Data to process:
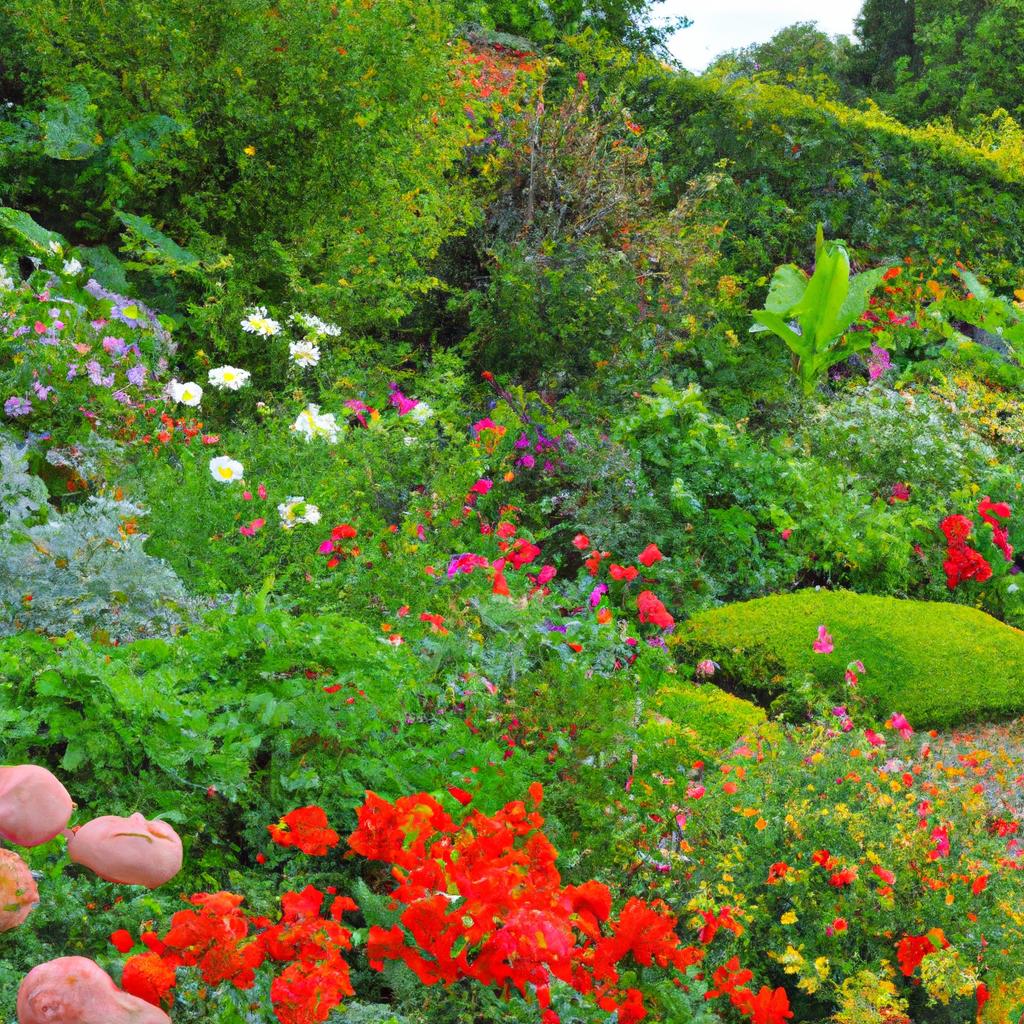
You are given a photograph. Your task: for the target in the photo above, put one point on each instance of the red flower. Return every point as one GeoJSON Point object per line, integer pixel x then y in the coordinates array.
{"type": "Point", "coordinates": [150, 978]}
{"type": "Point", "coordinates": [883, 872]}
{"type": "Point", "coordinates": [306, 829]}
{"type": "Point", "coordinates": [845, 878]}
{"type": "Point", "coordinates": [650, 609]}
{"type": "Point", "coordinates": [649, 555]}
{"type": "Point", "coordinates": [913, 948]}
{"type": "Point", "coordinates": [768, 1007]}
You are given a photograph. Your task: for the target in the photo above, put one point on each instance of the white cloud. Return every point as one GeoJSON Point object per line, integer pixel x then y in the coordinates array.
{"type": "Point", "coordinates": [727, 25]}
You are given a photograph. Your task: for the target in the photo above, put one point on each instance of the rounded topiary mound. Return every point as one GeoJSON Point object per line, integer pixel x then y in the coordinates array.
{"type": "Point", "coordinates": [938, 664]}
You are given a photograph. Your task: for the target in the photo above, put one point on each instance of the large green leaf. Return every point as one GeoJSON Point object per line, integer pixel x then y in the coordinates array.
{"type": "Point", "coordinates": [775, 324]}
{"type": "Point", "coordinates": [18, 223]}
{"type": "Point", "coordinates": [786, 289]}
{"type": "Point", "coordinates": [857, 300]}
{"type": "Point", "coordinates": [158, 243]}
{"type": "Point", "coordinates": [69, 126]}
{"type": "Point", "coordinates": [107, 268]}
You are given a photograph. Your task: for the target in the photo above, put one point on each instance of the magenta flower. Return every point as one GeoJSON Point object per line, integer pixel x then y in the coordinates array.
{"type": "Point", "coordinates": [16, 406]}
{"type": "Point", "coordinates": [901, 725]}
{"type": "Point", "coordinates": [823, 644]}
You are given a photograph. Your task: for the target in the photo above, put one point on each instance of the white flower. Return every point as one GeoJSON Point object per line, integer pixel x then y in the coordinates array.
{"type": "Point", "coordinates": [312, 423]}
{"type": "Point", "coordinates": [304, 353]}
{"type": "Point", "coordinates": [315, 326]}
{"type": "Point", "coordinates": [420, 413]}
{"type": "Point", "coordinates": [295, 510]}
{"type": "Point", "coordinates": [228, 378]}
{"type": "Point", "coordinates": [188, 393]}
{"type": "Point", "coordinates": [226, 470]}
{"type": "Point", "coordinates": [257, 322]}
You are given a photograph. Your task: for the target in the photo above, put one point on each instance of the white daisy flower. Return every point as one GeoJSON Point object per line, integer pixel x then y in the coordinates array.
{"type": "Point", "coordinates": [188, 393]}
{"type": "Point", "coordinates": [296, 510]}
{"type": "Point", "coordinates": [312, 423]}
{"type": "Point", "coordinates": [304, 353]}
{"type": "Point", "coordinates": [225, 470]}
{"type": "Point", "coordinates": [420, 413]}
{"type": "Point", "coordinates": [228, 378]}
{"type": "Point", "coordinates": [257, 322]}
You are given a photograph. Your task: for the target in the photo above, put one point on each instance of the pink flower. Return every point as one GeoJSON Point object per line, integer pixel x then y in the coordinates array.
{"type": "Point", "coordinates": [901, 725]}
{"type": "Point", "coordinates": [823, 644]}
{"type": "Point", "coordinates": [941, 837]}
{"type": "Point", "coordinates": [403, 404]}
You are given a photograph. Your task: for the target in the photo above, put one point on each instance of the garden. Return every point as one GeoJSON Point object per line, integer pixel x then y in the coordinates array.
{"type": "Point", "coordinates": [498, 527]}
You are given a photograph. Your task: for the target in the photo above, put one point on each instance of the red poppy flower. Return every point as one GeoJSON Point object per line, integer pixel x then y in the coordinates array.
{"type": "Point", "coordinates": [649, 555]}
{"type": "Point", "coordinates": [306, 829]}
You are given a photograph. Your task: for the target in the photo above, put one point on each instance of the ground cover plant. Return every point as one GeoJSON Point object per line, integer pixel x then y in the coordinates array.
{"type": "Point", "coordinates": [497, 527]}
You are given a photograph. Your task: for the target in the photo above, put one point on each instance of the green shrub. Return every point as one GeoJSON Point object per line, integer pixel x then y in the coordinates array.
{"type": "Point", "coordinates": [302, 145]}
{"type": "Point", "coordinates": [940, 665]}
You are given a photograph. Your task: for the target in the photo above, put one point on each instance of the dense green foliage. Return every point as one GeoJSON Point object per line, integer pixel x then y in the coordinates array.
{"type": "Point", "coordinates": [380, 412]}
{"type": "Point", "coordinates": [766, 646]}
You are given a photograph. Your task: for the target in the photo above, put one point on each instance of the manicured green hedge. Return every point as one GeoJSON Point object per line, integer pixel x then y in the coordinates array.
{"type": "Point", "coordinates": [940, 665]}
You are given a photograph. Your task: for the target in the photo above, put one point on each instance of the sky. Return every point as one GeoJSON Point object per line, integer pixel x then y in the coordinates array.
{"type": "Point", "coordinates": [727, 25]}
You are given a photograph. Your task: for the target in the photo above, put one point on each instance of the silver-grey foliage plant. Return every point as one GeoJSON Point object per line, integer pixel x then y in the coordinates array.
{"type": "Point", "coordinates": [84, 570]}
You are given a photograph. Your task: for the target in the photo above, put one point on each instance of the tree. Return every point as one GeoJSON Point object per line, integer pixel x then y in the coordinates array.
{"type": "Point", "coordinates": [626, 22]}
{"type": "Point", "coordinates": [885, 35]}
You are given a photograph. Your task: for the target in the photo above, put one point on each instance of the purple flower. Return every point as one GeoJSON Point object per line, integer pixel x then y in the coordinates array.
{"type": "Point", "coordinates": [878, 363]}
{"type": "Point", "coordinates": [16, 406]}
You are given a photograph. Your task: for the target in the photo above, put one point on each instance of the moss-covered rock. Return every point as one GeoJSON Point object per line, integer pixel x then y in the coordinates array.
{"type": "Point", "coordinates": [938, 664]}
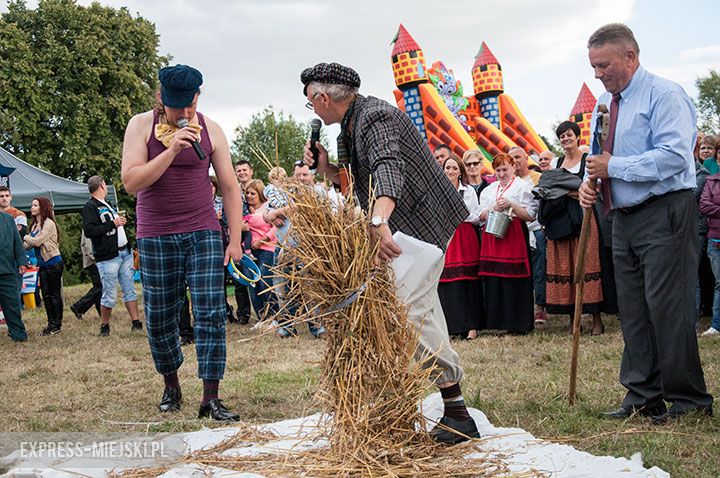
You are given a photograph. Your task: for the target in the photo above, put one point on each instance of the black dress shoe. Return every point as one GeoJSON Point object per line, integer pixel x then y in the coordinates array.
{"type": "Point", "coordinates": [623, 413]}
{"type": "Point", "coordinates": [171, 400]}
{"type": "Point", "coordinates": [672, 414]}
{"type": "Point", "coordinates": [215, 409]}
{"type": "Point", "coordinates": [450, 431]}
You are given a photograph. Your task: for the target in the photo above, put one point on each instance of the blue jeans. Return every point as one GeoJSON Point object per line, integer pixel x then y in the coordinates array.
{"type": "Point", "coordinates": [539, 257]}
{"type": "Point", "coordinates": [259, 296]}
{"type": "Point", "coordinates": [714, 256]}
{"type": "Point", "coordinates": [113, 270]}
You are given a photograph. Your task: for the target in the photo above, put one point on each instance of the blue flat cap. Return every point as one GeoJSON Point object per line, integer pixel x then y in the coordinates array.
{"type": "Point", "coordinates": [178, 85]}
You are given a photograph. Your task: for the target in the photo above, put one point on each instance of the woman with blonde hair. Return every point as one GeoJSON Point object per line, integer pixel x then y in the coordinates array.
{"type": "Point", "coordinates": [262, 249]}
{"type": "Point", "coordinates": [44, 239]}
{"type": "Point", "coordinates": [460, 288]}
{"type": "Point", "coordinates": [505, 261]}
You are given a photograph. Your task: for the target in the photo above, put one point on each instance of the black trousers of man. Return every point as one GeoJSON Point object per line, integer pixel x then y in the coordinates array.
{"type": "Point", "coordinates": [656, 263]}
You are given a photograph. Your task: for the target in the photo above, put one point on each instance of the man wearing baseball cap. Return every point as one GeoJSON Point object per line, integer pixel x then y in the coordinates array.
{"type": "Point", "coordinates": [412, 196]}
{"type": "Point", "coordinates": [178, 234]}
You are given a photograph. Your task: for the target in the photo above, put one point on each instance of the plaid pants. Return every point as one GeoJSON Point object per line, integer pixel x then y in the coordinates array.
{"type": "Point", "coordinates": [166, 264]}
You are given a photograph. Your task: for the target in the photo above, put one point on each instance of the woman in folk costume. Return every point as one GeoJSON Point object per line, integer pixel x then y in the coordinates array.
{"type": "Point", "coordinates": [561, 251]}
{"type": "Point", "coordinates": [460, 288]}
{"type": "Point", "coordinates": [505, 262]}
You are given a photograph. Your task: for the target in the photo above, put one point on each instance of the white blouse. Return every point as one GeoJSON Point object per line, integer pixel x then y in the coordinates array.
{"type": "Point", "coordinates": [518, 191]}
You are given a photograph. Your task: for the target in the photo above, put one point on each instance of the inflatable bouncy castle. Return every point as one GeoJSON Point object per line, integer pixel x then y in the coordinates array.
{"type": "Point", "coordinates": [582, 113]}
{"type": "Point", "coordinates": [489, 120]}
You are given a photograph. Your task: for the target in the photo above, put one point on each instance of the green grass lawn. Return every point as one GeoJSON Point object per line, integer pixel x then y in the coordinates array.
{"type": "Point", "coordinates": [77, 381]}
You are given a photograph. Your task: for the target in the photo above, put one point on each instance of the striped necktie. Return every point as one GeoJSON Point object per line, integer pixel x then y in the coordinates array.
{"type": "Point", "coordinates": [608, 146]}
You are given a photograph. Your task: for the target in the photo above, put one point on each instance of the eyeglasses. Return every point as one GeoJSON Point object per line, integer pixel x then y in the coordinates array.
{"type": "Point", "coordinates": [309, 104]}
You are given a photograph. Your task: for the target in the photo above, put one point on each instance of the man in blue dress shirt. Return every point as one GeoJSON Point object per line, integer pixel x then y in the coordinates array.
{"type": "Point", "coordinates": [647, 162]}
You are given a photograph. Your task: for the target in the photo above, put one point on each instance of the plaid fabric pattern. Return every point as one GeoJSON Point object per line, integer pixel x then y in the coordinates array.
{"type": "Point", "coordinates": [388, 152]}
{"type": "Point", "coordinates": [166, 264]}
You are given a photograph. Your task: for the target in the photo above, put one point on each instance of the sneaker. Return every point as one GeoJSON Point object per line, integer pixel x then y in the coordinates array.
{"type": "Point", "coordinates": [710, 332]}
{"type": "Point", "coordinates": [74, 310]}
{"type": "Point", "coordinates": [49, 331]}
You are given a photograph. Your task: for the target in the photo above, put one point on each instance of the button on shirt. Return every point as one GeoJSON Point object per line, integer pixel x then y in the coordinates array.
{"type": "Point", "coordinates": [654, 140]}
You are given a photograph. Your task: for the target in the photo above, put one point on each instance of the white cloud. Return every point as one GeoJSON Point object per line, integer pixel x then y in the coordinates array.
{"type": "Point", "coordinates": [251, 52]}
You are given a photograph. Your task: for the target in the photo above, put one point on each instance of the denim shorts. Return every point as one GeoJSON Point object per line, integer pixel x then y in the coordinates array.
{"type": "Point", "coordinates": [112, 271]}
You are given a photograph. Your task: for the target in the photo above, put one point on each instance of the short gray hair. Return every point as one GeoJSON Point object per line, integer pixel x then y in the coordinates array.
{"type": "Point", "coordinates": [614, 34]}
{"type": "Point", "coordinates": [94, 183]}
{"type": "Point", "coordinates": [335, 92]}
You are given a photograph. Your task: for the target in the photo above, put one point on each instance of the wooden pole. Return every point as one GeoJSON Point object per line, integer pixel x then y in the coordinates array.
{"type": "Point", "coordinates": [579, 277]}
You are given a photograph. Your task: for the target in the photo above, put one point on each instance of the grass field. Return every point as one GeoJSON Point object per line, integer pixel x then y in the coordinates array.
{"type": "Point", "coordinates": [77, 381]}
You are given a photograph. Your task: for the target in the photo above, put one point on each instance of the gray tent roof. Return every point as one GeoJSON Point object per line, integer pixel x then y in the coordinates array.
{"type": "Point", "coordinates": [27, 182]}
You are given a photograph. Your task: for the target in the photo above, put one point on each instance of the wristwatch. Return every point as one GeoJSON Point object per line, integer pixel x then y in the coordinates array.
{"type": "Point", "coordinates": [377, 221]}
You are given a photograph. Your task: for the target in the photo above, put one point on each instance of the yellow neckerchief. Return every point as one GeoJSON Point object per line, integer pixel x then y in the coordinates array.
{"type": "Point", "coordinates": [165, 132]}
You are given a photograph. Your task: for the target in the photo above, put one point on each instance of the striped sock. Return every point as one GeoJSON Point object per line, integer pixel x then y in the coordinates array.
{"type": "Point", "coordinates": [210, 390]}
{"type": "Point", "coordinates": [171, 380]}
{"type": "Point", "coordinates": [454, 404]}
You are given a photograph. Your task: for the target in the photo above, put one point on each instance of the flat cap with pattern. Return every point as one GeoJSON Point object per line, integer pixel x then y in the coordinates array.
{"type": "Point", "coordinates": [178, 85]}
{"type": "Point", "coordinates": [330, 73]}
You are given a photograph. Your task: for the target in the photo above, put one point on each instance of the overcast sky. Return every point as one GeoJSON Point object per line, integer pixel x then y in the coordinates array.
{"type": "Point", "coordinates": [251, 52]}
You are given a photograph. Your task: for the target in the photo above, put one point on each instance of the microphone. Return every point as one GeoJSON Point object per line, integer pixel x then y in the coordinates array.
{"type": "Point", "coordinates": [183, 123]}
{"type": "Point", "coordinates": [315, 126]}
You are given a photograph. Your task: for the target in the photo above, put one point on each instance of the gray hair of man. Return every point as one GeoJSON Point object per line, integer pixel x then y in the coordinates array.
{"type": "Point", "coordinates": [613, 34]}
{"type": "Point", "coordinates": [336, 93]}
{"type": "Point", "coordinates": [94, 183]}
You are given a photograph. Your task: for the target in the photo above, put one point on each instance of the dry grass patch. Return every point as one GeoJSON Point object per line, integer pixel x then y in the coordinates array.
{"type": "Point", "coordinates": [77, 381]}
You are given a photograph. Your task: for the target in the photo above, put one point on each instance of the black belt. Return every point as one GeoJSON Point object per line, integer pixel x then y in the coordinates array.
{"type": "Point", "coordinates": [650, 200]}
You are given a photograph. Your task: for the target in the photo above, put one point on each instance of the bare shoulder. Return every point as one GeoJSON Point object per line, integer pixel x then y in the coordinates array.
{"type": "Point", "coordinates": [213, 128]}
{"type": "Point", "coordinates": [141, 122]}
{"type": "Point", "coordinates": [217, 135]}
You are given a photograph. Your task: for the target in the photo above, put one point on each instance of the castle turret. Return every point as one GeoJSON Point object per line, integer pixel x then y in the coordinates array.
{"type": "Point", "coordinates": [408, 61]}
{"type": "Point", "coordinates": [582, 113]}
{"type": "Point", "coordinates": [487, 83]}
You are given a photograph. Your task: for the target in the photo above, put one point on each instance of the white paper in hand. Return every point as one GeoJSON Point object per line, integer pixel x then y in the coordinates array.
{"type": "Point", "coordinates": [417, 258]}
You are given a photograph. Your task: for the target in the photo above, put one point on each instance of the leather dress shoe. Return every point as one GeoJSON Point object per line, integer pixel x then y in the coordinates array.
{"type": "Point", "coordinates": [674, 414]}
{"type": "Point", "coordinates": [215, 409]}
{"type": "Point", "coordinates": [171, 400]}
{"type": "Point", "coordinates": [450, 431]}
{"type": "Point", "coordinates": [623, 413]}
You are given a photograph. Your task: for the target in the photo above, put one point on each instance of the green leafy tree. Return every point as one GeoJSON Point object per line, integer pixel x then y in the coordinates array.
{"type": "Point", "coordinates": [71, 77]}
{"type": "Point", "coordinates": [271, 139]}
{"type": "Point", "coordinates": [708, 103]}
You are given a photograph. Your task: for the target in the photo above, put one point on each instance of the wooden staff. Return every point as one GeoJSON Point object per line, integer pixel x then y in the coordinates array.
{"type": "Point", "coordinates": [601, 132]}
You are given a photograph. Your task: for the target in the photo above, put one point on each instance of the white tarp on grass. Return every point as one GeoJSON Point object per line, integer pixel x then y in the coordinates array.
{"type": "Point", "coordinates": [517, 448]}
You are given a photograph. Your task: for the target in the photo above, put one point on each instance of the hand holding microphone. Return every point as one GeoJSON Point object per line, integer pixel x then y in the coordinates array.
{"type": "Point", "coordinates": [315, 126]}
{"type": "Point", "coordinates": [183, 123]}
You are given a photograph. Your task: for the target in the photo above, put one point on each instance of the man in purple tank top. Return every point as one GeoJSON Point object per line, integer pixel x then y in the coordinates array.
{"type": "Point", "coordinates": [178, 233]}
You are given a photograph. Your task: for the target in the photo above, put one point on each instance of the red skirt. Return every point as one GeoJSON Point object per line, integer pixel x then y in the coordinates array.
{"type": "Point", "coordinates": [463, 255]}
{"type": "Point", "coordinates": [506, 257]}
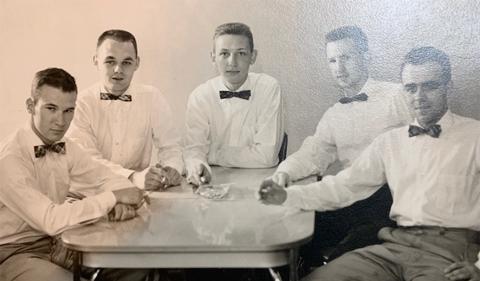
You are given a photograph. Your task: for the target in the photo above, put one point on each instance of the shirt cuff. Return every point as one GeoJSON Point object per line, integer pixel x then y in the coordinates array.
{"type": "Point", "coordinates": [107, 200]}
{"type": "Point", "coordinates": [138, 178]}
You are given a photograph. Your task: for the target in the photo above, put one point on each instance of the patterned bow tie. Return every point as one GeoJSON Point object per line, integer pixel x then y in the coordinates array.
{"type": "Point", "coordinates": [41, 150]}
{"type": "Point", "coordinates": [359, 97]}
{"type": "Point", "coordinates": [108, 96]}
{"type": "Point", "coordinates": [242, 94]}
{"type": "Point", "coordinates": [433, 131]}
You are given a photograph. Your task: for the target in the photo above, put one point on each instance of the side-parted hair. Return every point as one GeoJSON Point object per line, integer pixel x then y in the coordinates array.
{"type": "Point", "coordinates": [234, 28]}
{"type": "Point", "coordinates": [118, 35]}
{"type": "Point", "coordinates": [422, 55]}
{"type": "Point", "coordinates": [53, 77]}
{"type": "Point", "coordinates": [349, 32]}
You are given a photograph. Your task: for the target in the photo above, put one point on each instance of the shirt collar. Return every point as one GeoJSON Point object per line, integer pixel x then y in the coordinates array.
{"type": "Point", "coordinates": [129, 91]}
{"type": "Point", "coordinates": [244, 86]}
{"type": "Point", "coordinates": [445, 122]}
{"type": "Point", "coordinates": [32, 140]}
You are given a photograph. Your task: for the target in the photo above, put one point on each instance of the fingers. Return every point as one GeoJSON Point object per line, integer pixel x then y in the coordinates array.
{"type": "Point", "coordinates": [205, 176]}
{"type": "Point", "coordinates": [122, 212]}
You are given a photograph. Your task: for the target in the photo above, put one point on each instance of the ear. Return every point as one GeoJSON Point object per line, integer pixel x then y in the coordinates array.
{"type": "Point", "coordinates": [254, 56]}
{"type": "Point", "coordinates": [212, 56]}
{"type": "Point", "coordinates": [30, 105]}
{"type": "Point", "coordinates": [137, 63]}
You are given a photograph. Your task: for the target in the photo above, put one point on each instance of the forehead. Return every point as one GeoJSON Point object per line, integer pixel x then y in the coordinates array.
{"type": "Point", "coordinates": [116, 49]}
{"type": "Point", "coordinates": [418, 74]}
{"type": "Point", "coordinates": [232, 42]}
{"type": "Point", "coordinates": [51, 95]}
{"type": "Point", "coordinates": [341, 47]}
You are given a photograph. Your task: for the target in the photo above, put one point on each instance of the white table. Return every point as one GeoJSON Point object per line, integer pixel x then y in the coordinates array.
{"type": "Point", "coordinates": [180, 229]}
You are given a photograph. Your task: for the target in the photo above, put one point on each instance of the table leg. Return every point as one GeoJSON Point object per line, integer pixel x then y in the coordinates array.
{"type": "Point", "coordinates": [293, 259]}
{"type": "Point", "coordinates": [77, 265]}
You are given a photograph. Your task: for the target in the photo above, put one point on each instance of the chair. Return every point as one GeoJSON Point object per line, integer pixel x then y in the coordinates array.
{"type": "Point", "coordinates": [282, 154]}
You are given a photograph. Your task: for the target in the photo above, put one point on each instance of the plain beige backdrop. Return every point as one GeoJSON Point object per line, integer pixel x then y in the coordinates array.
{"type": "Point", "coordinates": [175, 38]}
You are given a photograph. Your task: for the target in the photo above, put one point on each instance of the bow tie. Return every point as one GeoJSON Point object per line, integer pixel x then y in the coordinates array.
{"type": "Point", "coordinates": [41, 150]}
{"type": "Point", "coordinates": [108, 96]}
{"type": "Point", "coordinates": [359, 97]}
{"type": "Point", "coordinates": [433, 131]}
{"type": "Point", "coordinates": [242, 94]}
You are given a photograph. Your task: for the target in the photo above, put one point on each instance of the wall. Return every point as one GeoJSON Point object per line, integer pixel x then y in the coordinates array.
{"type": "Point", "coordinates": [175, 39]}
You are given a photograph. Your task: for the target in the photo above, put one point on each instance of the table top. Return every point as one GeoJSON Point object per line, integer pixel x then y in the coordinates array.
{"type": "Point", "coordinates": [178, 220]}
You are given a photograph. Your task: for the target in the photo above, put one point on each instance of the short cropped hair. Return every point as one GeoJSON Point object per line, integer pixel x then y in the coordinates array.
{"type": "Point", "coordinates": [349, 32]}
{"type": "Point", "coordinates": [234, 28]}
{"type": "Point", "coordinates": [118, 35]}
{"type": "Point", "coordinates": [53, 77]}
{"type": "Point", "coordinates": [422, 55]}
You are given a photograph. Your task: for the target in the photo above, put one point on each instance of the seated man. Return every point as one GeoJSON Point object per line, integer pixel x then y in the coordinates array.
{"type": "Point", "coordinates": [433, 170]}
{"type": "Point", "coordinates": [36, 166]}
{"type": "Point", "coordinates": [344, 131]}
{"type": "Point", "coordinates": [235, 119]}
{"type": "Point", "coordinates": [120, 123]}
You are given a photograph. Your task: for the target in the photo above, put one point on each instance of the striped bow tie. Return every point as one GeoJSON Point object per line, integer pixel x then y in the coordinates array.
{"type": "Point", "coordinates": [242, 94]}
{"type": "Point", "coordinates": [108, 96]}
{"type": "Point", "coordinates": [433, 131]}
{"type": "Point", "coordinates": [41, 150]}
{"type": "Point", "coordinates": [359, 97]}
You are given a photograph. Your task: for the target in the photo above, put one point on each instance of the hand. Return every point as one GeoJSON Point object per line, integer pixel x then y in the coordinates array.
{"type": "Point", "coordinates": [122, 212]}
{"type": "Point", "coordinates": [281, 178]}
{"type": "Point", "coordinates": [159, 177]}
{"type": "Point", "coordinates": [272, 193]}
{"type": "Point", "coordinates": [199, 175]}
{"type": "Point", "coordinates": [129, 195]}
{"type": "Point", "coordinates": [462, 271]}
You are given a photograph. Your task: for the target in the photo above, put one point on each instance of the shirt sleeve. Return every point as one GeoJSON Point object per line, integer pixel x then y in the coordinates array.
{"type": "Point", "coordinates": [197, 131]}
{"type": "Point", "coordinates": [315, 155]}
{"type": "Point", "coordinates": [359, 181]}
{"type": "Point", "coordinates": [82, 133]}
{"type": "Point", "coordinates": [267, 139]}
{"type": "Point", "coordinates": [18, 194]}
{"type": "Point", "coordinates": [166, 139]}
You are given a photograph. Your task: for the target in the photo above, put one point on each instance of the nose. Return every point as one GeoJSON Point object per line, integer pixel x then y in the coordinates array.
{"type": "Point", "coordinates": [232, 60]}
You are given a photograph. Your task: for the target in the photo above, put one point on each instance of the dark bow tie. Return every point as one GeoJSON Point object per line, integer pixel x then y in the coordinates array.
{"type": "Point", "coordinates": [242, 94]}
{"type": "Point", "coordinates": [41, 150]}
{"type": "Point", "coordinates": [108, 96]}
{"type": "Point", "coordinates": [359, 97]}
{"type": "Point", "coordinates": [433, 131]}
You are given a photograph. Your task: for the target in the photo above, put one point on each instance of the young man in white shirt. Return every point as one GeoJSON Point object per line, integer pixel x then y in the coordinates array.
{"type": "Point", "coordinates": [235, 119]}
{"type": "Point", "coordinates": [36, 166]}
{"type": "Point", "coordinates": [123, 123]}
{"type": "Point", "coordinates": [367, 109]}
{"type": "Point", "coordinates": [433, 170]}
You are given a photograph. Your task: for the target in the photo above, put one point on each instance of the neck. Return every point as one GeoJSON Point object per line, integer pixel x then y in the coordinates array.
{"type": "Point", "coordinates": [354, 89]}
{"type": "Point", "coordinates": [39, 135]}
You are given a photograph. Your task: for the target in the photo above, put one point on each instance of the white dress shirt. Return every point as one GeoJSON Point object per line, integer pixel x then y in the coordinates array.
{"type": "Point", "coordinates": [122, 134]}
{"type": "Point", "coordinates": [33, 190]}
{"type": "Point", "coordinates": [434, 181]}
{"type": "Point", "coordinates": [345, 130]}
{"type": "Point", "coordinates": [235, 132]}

What you should do: Restate word for word the lines above, beginning with the one that contains "of the neck." and ending with the last line.

Solution to this problem:
You are given a photograph. Your task: for the target in the photo above, put one point on each instance of the neck. Return every point as one GeoJSON Point object per line, integer pixel x then y in the coordinates array.
{"type": "Point", "coordinates": [354, 89]}
{"type": "Point", "coordinates": [39, 135]}
You are given a photograph. Your task: for the target in the photo above, put one point on each instance of the white dress shirt. Return every point as one GeoJSON Point object per line, integer pixel x then y in the coordinates array.
{"type": "Point", "coordinates": [122, 134]}
{"type": "Point", "coordinates": [33, 190]}
{"type": "Point", "coordinates": [434, 181]}
{"type": "Point", "coordinates": [345, 130]}
{"type": "Point", "coordinates": [235, 132]}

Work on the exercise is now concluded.